We examined whether selection pressure is consistent from year-to-year by testing for a difference in the number of private alleles, or homozygous loci in each year. The number of private alleles that were only found in 2014 but not in 2015 was quantified specifically to each sNMF derived population and across all SNPs. To compute whether the number of private alleles was significantly different between years, we needed to account for the difference in sample sizes between the years. We wrote a custom bootstrap routine in R to create a null distribution of the expected number of lost alleles in the smaller sample size by selecting without replacement from the larger year’s sample, the reduced sample size. The significance (p=0.05) was then based on where the observed number of private alleles lies in the null distribution.
Latent factors mixed model (LFMM) algorithm in R package LEA(Frichot, 2014) was conducted to identify loci influenced by selection. For subsequent analysis we imputed any remaining missing data (3.5% in 2014 and 4.1% in 2015). The missing genotypes were imputed using the random forest algorithm in the R packages randomForestSRC andradiator (Gosselin, 2018). We used the R package hierfstat(Goudet, 2005) to estimate pairwise FST according to Nei (1987). Significance of FST was calculated through 1,000 permutations of population indices. PCA analysis was conducted using the dudi.pca routine in ade4 R package (Dray 2007). Environmental variables included in the GEA included sample date and latitude, sea water temperature, and chlorophyll concentration. Phenotypic metrics were also included in the GEA, including percent lipid content and condition index. This analysis was done for 2014 and 2015 data separately with four latent factors to account for population structure while testing for genome-environment association. This was followed by nucleotide BLAST (https://blast.ncbi.nlm.nih.gov/Blast.cgi) search of nucleotide sequences and their corresponding protein coding gene regions where selection may be occurring. Loci annotation and BLAST searches of the associated 140 bp sequences were accepted when below the nucleotide and protein e-value threshold of \(1x10^{-10}\). BLAST e-value score is the probability that the similarity is due to chance.

=== PROBLEM DESCRIPTION ===
State whether each statement agrees with the methods text above, answering yes or no and quoting the words that decide it. 1. Missing genotypes were filled in with a random forest algorithm. 2. Significance of FST was based on 10,000 permutations of population indices. 3. The genome-environment association was run on the 2014 and 2015 data combined. The entries are separate material and have no connection to the methods text.

=== INFORMATION ===
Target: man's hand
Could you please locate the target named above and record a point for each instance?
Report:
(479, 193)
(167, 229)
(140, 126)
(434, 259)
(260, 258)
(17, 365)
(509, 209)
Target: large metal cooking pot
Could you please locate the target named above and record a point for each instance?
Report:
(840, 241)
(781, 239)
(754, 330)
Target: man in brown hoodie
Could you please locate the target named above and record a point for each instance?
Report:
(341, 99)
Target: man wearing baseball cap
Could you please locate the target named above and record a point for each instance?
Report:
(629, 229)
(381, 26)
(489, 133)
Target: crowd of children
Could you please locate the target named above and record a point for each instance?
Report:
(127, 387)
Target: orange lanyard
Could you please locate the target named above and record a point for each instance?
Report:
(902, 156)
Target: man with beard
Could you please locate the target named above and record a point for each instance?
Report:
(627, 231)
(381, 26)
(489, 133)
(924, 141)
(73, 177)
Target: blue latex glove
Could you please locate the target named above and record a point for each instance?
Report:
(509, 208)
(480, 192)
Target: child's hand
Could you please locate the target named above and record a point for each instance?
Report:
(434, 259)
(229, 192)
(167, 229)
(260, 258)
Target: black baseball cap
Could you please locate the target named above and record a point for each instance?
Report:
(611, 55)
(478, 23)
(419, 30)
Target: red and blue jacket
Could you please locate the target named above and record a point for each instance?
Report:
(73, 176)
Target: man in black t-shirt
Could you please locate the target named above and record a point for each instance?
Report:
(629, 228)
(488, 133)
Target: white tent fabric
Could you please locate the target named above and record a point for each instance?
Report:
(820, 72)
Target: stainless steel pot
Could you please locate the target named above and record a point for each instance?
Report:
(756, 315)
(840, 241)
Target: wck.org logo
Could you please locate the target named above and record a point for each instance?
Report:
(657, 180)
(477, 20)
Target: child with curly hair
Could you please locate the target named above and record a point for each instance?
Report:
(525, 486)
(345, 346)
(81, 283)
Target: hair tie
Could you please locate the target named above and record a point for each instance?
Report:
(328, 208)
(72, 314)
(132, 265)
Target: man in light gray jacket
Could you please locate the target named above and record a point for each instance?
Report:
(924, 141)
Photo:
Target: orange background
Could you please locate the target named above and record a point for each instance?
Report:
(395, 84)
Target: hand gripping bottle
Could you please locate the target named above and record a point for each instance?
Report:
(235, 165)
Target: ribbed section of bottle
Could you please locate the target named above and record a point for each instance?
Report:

=== OUTPUT FOR THIS TASK ===
1. Yes: "The missing genotypes were imputed using the random forest algorithm"
2. No: "Significance of FST was calculated through 1,000 permutations of population indices."
3. No: "This analysis was done for 2014 and 2015 data separately"